6. L’ALCP prévoit des limites à la libre circulation et à l’interdiction des discriminations, qui doivent respecter le principe de la proportionnalité, les mesures employées devant être propres à garantir la réalisation de l’objectif poursuivi et ne pas aller au-delà de ce qui est raisonnablement nécessaire pour l’atteindre (ATF 145 IV 364 consid. 3.4.5 ; arrêt de la Cour de justice de l’Union européenne [ci-après : CJUE] C/55/94 Gebhard c/ Consiglio dell’ordine degli avvocati e procuratori de Milan du 30 novembre 1995, Rec. 1995 I-4165, par. 37).

6.1. Ainsi, les droits octroyés par l’ALCP ne peuvent être limités que par des mesures justifiées pour des raisons d’ordre public, de sécurité publique et de santé publique au sens de l’art. 5 par. 1 annexe I ALCP.

6.1.1 Le cadre de cette disposition et ses modalités sont définis par la directive 64/221/CEE et la jurisprudence pertinente y relative de la CJUE rendue avant la signature de l’ALCP le 21 juin 1999 (art. 5 par. 2 annexe I ALCP en relation avec l’art. 16 al. 2 ALCP). L’art. 5 par. 2 annexe I ALCP renvoie de manière globale à trois directives de la Communauté européenne (devenue « Union européenne », ci-après : UE), dont la plus importante est la directive 64/221/CEE. Ces trois textes ont été remplacés en 2004 par les art. 27 à 33 de la nouvelle directive 2004/38/CE qui est plus détaillée et ne lie pas la Suisse (ATF 147 II 1 consid. 2.3). Pour la Suisse, ce sont les anciennes directives mentionnées dans l’ALCP qui sont déterminantes, ce qui n’empêche pas la prise en compte dans une certaine mesure de la jurisprudence rendue par la CJUE sur la base de la nouvelle directive (ATF 147 II 1 consid. 2.3).

**Données fournies**

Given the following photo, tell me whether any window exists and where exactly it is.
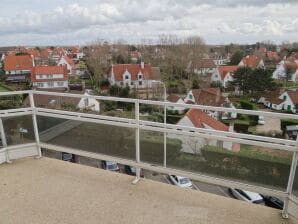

**Objectif**
Indiquez si chacune des affirmations ci-dessous concorde avec le passage extrait, en répondant par oui ou non et en citant à l'identique les mots du passage qui permettent de trancher.
1. La directive 2004/38/CE lie la Suisse.
2. L'ALCP a été signé le 21 juin 1999.
3. Les droits octroyés par l'ALCP peuvent être limités pour des raisons d'ordre public, de sécurité publique et de santé publique.
La liste provient d'une autre source que le passage extrait.

**Résultat final**
1. Non : « ne lie pas la Suisse ».
2. Oui : « avant la signature de l’ALCP le 21 juin 1999 ».
3. Oui : « ne peuvent être limités que par des mesures justifiées pour des raisons d’ordre public, de sécurité publique et de santé publique ».